* _ФРАГМЕНТ ДОКУМЕНТА_:
О, пощадите меня властители заводей бледных,
Боги, которым вручен третьего царства престол!
Пусть Елисейские мне поля увидеть придется,
Встретить на Лете челнок и Киммерии пруды,
Только когда испещрит мне лицо морщинами старость
И о былых временах сказывать внукам начну.
Если б томительный жар меня лишь пугал понапрасну!
Три пятидневья уже тело страдает мое.

Однако, боги смилостивились над поэтом. Ему не пришлось пуститься в плавание в челноке по реке Лете. Более того, у него появилась другая возлюбленная. Она – настоящая куртизанка по имени Немесида. Она словно околдовала его. Тибулл пытался скинуть с себя эти чародейские цепи, но тщетно. Вот его искреннее признание:


Часто других обнимал, но Венера при первых же ласках,
Имя шепнув госпожи, вмиг охлаждала мой пыл;
Женщины, прочь уходя, кричали, что проклят я, верно,
Стали шептать, — о позор! – что я в колдунью влюблен.
Я не заклятьем сражен, но рук и лица красотою,
Золотом светлых кудрей нежно любимой моей.
То погубило меня, что нашелся богатый любовник:
Ах, на погибель мою хитрая сводня пришла!

Потеря возлюбленной рождает неожиданно жестокие стоки у столь миролюбивого поэта в адрес хитрой сводни:


Пусть она жрет кровавую снедь и, ртом обагренным
К горькому кубку прильнув, пьет ядовитую желчь;
Пусть, проклиная свой рок, вкруг ведьмы тени летают,
С крыши пускай на нее кличет неистовый сыч;
Пусть на кладбище она коренья от голода ищет,
Мертвые кости пускай – волчьи объедки грызет;
С голыми бедрами пусть, завывая, по городу бродит,
Следом же мчится за ней свора взбесившихся псов.

(Данные для указания объектов по описанию)
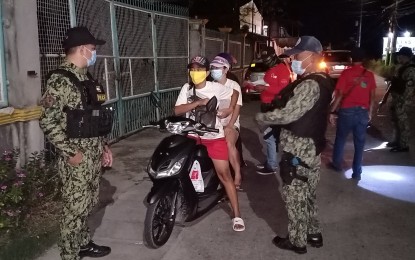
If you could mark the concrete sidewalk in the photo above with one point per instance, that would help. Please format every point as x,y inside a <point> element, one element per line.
<point>372,219</point>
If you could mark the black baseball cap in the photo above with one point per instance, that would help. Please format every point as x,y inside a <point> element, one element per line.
<point>405,51</point>
<point>78,36</point>
<point>304,43</point>
<point>358,54</point>
<point>199,61</point>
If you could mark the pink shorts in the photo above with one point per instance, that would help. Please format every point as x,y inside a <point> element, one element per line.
<point>217,148</point>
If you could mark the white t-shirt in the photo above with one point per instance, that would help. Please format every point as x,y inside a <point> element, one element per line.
<point>222,93</point>
<point>234,85</point>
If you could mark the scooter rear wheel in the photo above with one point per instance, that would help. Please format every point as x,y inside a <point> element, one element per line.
<point>159,221</point>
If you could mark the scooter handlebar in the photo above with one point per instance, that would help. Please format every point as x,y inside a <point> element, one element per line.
<point>208,129</point>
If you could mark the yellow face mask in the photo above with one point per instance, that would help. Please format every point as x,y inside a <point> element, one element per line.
<point>198,76</point>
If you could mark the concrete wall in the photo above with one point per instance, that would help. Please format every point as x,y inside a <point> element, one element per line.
<point>22,55</point>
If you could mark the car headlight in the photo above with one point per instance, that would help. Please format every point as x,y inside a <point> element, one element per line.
<point>175,169</point>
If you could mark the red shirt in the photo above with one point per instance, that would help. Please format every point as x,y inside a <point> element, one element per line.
<point>277,77</point>
<point>356,85</point>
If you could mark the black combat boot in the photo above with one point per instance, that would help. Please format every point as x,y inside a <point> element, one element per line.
<point>284,243</point>
<point>94,250</point>
<point>315,240</point>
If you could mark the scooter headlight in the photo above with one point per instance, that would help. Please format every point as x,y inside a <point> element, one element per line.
<point>177,166</point>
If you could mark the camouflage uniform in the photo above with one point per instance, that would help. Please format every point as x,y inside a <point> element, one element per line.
<point>401,104</point>
<point>299,196</point>
<point>80,183</point>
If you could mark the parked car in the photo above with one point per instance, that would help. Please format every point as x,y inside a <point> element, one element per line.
<point>335,61</point>
<point>254,73</point>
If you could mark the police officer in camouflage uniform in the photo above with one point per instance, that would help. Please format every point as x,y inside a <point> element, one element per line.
<point>302,113</point>
<point>81,154</point>
<point>402,91</point>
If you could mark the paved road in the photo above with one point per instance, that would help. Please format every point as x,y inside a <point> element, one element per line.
<point>372,219</point>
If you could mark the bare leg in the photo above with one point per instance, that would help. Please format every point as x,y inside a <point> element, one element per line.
<point>224,174</point>
<point>234,156</point>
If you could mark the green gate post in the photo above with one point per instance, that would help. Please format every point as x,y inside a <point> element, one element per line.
<point>155,54</point>
<point>3,90</point>
<point>115,51</point>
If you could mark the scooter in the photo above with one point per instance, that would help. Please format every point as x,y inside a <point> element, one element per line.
<point>185,184</point>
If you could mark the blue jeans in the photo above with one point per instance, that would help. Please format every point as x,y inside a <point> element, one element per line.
<point>353,120</point>
<point>271,150</point>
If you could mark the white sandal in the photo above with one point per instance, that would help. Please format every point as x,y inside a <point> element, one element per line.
<point>238,222</point>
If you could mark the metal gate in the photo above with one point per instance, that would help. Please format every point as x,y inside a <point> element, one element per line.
<point>143,61</point>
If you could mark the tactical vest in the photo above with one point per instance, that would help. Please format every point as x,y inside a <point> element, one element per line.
<point>398,84</point>
<point>313,123</point>
<point>92,120</point>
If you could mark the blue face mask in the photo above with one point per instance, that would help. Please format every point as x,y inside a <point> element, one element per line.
<point>93,59</point>
<point>216,74</point>
<point>297,67</point>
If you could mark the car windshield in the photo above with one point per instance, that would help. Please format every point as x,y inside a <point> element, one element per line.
<point>337,56</point>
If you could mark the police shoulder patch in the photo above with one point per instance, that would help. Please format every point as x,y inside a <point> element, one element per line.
<point>47,101</point>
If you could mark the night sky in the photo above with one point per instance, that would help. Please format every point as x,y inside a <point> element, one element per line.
<point>331,21</point>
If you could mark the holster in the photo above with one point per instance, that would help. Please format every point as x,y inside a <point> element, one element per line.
<point>398,85</point>
<point>288,168</point>
<point>87,123</point>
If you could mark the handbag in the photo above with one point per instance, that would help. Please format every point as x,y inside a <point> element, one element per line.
<point>205,114</point>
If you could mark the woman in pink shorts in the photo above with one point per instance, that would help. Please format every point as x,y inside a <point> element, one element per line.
<point>214,142</point>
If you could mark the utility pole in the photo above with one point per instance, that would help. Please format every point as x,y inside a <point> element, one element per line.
<point>359,35</point>
<point>394,25</point>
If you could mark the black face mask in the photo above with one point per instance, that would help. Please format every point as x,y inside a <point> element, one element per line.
<point>270,61</point>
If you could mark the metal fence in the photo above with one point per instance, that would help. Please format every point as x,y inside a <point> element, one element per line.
<point>143,61</point>
<point>215,43</point>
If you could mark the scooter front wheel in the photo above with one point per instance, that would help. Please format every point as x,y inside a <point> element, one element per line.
<point>159,221</point>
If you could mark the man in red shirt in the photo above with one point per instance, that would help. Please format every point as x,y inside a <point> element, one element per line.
<point>277,77</point>
<point>352,107</point>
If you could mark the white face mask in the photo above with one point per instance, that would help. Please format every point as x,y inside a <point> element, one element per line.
<point>297,66</point>
<point>216,74</point>
<point>93,58</point>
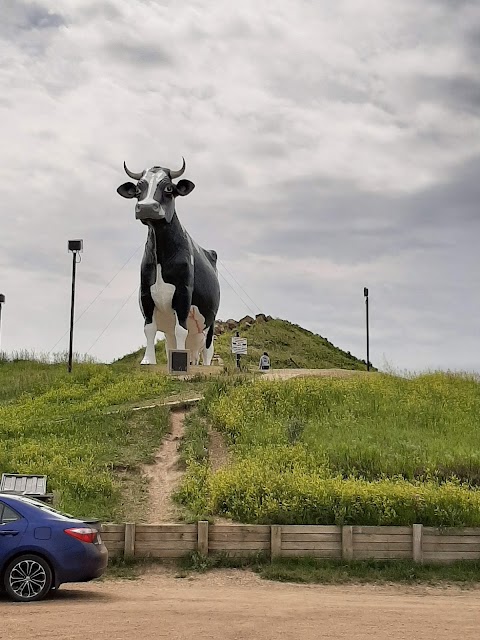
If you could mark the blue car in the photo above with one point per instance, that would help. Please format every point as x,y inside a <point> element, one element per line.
<point>41,548</point>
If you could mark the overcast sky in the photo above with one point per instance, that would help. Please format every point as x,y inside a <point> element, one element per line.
<point>333,146</point>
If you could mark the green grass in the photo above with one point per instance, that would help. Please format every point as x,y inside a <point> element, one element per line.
<point>310,570</point>
<point>371,450</point>
<point>314,571</point>
<point>80,431</point>
<point>288,345</point>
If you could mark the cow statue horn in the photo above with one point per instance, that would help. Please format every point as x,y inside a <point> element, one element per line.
<point>131,174</point>
<point>177,174</point>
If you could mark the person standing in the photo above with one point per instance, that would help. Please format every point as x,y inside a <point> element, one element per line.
<point>264,364</point>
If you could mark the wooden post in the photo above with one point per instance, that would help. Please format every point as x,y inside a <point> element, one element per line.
<point>417,532</point>
<point>129,548</point>
<point>347,542</point>
<point>275,541</point>
<point>202,537</point>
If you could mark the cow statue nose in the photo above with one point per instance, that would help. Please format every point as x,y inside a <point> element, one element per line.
<point>143,207</point>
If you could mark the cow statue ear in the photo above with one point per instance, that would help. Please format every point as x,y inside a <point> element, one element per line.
<point>184,187</point>
<point>127,190</point>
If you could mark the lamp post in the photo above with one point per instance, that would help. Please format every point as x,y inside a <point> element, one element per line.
<point>76,247</point>
<point>365,293</point>
<point>2,302</point>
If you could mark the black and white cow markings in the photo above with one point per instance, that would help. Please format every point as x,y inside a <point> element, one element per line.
<point>179,288</point>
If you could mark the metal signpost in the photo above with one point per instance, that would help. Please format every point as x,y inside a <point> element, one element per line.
<point>76,247</point>
<point>178,361</point>
<point>239,347</point>
<point>365,293</point>
<point>2,302</point>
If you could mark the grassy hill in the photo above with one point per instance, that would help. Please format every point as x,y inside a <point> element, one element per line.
<point>288,345</point>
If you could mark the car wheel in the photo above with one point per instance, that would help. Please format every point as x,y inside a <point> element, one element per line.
<point>28,578</point>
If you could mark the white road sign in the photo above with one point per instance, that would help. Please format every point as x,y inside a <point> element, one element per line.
<point>239,346</point>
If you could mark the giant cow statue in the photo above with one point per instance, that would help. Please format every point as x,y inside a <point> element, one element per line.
<point>179,289</point>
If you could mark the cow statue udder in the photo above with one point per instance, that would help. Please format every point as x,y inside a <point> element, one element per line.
<point>179,288</point>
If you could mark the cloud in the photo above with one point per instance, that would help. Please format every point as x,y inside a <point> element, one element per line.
<point>332,147</point>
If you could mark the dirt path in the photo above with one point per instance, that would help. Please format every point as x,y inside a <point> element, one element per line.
<point>237,605</point>
<point>165,474</point>
<point>284,374</point>
<point>217,450</point>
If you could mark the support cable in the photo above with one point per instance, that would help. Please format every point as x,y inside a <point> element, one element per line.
<point>97,296</point>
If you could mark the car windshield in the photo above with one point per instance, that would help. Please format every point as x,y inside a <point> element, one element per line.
<point>46,507</point>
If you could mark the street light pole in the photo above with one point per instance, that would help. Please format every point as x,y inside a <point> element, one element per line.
<point>75,246</point>
<point>365,293</point>
<point>2,302</point>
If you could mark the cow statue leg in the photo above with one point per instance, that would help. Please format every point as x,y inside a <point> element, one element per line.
<point>150,331</point>
<point>209,348</point>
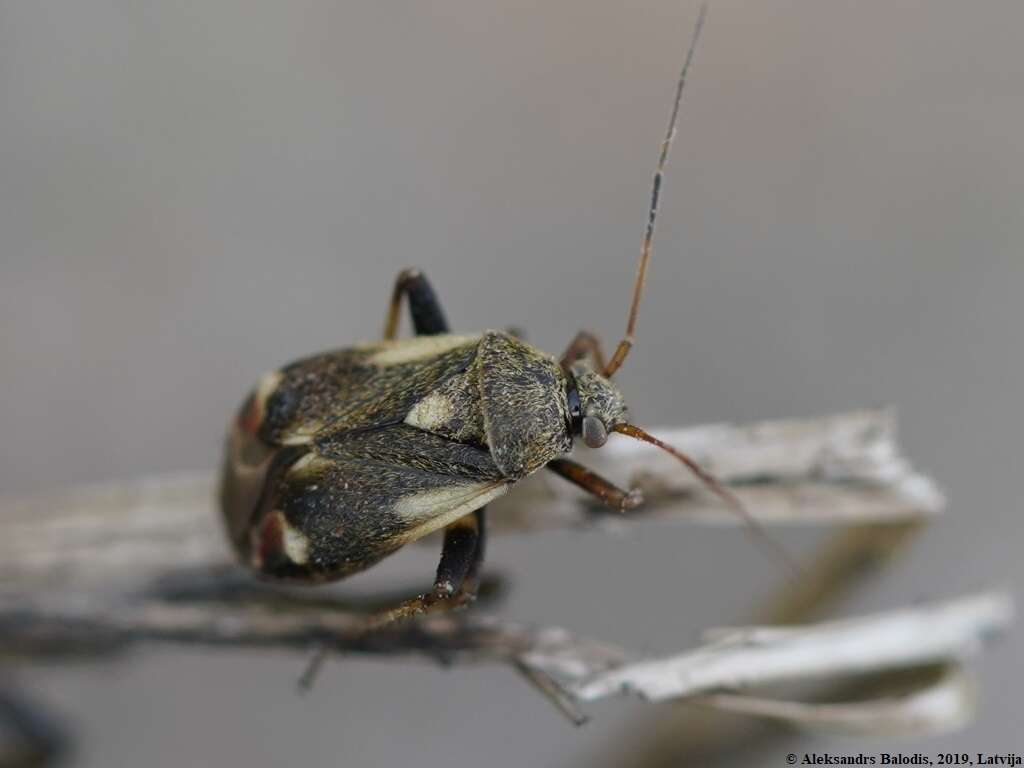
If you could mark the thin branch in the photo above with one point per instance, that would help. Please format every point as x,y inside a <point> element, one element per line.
<point>103,569</point>
<point>835,470</point>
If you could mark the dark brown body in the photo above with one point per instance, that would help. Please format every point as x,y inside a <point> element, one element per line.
<point>338,460</point>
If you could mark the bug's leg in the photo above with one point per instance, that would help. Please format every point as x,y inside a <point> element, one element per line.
<point>596,485</point>
<point>428,317</point>
<point>584,344</point>
<point>458,571</point>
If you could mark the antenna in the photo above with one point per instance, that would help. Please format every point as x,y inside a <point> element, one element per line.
<point>648,239</point>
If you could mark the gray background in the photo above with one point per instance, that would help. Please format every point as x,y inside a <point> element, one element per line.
<point>194,193</point>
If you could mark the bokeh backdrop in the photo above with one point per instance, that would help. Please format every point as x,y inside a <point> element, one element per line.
<point>194,193</point>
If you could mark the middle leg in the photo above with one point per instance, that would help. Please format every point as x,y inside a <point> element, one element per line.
<point>458,573</point>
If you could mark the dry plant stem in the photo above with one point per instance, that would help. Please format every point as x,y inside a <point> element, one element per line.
<point>102,569</point>
<point>835,470</point>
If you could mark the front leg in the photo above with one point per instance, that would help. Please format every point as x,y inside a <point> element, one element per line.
<point>596,485</point>
<point>583,345</point>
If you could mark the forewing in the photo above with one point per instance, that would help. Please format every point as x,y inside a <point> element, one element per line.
<point>354,499</point>
<point>357,388</point>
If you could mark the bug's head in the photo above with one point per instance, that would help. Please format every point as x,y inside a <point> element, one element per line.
<point>596,406</point>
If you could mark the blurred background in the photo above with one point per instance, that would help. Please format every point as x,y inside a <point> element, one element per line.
<point>194,193</point>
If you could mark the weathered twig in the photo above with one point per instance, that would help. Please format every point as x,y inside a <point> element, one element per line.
<point>102,569</point>
<point>836,470</point>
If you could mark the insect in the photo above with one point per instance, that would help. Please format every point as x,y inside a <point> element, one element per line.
<point>336,461</point>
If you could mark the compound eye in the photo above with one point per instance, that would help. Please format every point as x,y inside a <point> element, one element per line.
<point>594,432</point>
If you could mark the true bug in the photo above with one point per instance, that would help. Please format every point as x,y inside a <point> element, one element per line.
<point>336,461</point>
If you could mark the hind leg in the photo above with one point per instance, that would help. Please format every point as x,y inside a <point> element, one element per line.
<point>424,307</point>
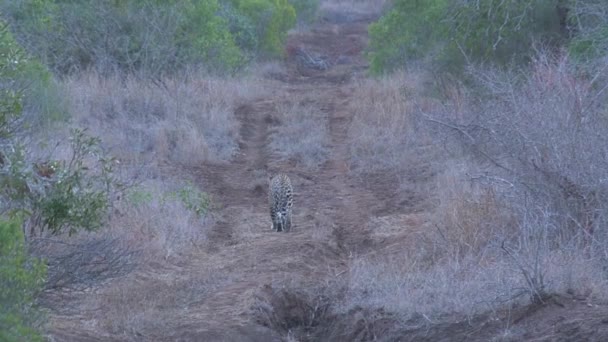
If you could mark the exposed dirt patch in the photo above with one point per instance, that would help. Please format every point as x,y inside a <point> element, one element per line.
<point>337,216</point>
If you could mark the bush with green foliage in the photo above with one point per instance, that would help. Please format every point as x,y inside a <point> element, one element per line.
<point>42,102</point>
<point>128,35</point>
<point>150,35</point>
<point>189,195</point>
<point>408,31</point>
<point>306,10</point>
<point>272,19</point>
<point>454,32</point>
<point>21,279</point>
<point>52,195</point>
<point>589,22</point>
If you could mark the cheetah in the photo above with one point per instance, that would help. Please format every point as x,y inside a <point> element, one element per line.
<point>280,197</point>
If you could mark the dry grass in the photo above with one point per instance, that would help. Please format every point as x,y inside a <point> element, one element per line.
<point>370,7</point>
<point>382,132</point>
<point>302,134</point>
<point>158,224</point>
<point>182,120</point>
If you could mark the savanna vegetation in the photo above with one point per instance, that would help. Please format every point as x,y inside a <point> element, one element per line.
<point>487,118</point>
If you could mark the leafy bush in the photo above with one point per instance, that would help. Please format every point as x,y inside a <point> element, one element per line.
<point>192,198</point>
<point>21,278</point>
<point>306,10</point>
<point>408,31</point>
<point>149,35</point>
<point>53,195</point>
<point>457,31</point>
<point>42,103</point>
<point>590,38</point>
<point>272,20</point>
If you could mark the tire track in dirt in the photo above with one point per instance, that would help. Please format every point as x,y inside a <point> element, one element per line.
<point>241,243</point>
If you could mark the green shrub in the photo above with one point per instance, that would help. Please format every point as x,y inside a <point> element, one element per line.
<point>54,195</point>
<point>272,20</point>
<point>208,35</point>
<point>242,29</point>
<point>21,279</point>
<point>589,27</point>
<point>408,31</point>
<point>306,10</point>
<point>452,32</point>
<point>192,198</point>
<point>43,101</point>
<point>128,35</point>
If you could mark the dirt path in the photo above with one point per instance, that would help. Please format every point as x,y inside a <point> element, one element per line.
<point>331,213</point>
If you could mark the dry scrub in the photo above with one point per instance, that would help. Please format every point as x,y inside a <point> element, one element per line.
<point>382,132</point>
<point>519,202</point>
<point>302,134</point>
<point>184,120</point>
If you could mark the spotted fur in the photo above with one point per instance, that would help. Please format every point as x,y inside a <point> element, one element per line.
<point>280,198</point>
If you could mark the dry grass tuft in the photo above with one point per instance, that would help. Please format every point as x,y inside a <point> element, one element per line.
<point>157,223</point>
<point>364,7</point>
<point>382,132</point>
<point>302,134</point>
<point>183,120</point>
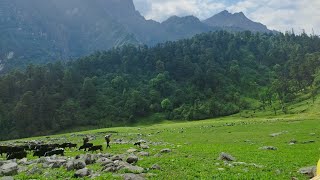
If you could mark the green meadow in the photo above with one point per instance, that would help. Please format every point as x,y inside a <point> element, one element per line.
<point>196,146</point>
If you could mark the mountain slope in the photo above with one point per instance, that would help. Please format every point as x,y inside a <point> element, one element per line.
<point>239,21</point>
<point>41,31</point>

* _ВАШЕ ЗАДАНИЕ_: Какие имена собственные встречаются во фрагменте о стихах Тибулла? Перечислите все.

* _ВАШЕ РЕШЕНИЕ_: Елисейские поля, Лета, Киммерия, Тибулл, Немесида, Венера.